§ **Task prompt**: Collect every line of the records below that contains the string "grass", and copy each one out.

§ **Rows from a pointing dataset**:
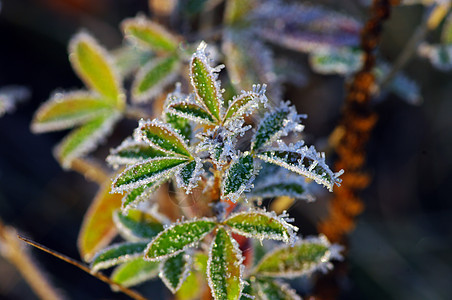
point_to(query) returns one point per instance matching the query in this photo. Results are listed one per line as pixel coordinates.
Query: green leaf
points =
(182, 125)
(95, 67)
(304, 161)
(142, 193)
(117, 254)
(137, 225)
(85, 139)
(132, 152)
(275, 125)
(163, 137)
(344, 61)
(189, 175)
(204, 80)
(174, 270)
(238, 178)
(305, 257)
(273, 290)
(177, 238)
(262, 225)
(154, 77)
(150, 171)
(149, 34)
(135, 272)
(246, 103)
(65, 110)
(191, 111)
(224, 267)
(98, 228)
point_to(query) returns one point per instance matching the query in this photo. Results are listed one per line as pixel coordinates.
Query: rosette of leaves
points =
(93, 111)
(218, 158)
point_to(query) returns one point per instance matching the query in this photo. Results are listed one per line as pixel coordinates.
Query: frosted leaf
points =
(344, 60)
(224, 267)
(96, 68)
(143, 193)
(137, 225)
(135, 272)
(65, 110)
(303, 161)
(149, 171)
(190, 109)
(246, 103)
(262, 225)
(153, 77)
(305, 257)
(274, 181)
(174, 270)
(249, 61)
(440, 56)
(132, 152)
(238, 177)
(149, 34)
(162, 137)
(86, 138)
(10, 96)
(204, 81)
(268, 289)
(275, 125)
(178, 237)
(304, 27)
(117, 254)
(189, 175)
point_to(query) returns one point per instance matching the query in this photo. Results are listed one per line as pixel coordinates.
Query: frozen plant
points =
(215, 149)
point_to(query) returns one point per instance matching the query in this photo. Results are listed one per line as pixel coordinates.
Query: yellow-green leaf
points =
(149, 34)
(65, 110)
(224, 267)
(204, 80)
(163, 137)
(98, 228)
(154, 77)
(85, 139)
(96, 68)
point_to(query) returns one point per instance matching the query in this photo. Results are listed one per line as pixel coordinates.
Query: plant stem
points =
(410, 48)
(132, 294)
(12, 250)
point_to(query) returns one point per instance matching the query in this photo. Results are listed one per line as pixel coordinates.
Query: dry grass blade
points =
(132, 294)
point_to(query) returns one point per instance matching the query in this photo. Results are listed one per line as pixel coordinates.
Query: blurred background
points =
(402, 245)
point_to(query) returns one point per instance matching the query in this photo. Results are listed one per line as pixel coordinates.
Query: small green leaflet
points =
(95, 67)
(174, 270)
(117, 254)
(86, 138)
(162, 137)
(305, 257)
(177, 238)
(224, 267)
(149, 34)
(153, 77)
(262, 225)
(135, 272)
(203, 79)
(272, 290)
(304, 161)
(142, 193)
(151, 170)
(65, 110)
(132, 152)
(137, 225)
(275, 125)
(238, 178)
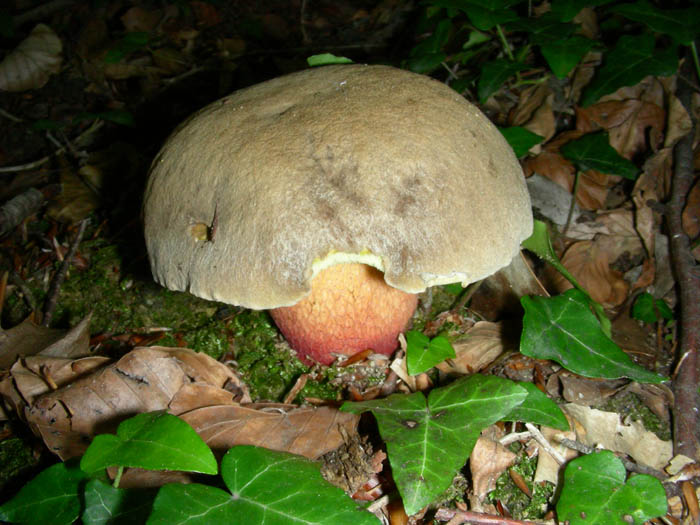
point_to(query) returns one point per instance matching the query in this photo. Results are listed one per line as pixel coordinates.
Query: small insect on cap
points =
(259, 192)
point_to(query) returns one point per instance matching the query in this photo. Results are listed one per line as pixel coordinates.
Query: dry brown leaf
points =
(487, 462)
(29, 338)
(691, 216)
(590, 265)
(144, 380)
(33, 61)
(310, 432)
(548, 469)
(597, 428)
(593, 187)
(477, 348)
(629, 123)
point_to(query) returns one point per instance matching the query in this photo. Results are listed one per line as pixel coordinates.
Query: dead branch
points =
(14, 211)
(60, 276)
(687, 274)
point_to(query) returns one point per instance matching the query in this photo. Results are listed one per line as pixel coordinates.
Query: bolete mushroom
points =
(332, 196)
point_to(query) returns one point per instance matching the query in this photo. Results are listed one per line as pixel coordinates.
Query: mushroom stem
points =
(350, 309)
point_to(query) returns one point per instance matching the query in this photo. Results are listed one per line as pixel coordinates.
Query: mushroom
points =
(332, 196)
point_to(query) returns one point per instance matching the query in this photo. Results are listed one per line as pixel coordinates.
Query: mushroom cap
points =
(257, 192)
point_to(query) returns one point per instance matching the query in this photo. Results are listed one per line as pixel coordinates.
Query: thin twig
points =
(687, 274)
(456, 517)
(35, 164)
(60, 276)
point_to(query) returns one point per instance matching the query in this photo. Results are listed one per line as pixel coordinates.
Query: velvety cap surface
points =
(253, 189)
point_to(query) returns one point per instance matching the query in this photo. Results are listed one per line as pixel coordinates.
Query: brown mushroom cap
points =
(257, 192)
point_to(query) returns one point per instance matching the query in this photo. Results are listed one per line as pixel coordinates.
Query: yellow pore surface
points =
(350, 309)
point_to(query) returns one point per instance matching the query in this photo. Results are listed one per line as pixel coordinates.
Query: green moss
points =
(515, 500)
(16, 459)
(629, 405)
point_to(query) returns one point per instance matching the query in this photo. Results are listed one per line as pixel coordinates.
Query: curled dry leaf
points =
(144, 380)
(487, 462)
(32, 62)
(589, 262)
(604, 429)
(308, 431)
(477, 348)
(630, 124)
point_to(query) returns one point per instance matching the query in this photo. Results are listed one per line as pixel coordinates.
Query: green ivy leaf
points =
(567, 10)
(131, 42)
(264, 486)
(595, 493)
(633, 58)
(494, 74)
(682, 25)
(649, 310)
(538, 409)
(564, 330)
(423, 353)
(520, 139)
(563, 55)
(152, 441)
(483, 14)
(429, 440)
(51, 497)
(325, 59)
(105, 504)
(594, 152)
(540, 244)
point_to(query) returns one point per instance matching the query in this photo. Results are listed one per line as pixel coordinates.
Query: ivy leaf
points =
(633, 58)
(429, 440)
(105, 504)
(520, 139)
(540, 244)
(650, 310)
(538, 409)
(484, 14)
(682, 25)
(494, 74)
(567, 10)
(423, 353)
(564, 330)
(152, 441)
(264, 486)
(51, 497)
(594, 152)
(595, 493)
(563, 55)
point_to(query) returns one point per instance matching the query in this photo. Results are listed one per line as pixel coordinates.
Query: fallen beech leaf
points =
(487, 462)
(477, 348)
(29, 338)
(32, 62)
(630, 124)
(604, 429)
(144, 380)
(590, 265)
(309, 432)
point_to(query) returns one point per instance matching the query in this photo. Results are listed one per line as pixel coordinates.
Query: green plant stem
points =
(118, 477)
(504, 42)
(573, 203)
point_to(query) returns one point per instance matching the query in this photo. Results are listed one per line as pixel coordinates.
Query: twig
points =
(456, 517)
(35, 164)
(14, 211)
(545, 444)
(60, 276)
(629, 465)
(687, 274)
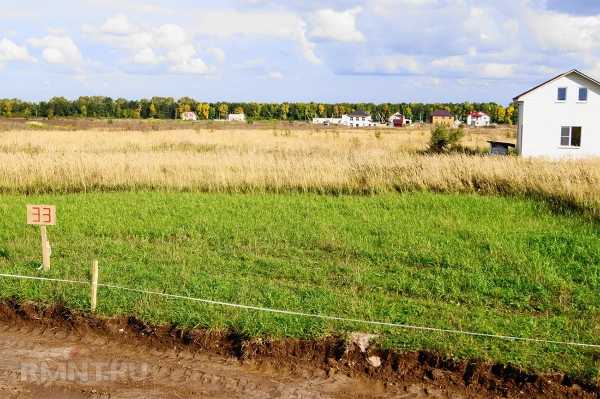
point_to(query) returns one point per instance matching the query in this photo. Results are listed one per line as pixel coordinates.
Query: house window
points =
(570, 136)
(562, 94)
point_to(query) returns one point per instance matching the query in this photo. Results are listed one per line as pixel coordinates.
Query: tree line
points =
(170, 108)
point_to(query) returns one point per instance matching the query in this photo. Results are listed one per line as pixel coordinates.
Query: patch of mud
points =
(51, 352)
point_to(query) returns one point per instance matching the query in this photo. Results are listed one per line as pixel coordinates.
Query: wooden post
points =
(45, 249)
(94, 293)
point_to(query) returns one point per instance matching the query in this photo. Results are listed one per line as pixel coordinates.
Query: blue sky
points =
(270, 50)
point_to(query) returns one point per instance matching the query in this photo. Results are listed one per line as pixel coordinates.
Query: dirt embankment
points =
(53, 353)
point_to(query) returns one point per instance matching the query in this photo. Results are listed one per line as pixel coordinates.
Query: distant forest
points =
(169, 108)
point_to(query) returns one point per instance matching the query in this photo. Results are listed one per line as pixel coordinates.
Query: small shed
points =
(500, 147)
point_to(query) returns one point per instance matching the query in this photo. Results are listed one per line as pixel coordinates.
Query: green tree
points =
(223, 110)
(203, 110)
(443, 139)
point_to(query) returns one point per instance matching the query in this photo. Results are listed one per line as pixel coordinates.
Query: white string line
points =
(313, 315)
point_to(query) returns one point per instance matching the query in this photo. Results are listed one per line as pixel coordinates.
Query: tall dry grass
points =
(312, 160)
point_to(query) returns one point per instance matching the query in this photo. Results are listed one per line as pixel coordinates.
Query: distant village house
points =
(236, 118)
(559, 118)
(358, 119)
(327, 121)
(398, 120)
(478, 119)
(189, 116)
(441, 117)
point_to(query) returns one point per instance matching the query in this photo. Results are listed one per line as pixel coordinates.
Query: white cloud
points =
(217, 53)
(170, 35)
(275, 24)
(59, 50)
(391, 65)
(328, 24)
(168, 44)
(184, 59)
(10, 51)
(567, 33)
(146, 56)
(454, 63)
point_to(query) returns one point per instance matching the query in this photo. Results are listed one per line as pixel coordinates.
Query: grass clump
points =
(485, 264)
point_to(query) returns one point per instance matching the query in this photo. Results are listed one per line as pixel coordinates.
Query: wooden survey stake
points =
(43, 215)
(94, 289)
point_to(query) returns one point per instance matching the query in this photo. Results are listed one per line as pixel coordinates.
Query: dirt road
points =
(51, 353)
(37, 361)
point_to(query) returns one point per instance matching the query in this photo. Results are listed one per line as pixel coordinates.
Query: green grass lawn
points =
(486, 264)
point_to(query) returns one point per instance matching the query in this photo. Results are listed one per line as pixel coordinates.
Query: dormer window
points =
(562, 94)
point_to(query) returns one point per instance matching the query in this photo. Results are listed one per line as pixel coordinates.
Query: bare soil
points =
(53, 353)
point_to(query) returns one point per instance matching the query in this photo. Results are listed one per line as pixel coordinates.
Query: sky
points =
(274, 51)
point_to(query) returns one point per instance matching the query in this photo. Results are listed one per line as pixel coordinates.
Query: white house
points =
(236, 118)
(327, 121)
(560, 118)
(357, 119)
(478, 119)
(189, 116)
(398, 120)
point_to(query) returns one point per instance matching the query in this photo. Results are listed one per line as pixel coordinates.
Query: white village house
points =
(560, 118)
(236, 118)
(478, 119)
(327, 121)
(189, 116)
(357, 119)
(398, 120)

§ **Result for this exercise**:
Query: dry grass blade
Query: tall dry grass
Query: grass clump
Query: green grass lawn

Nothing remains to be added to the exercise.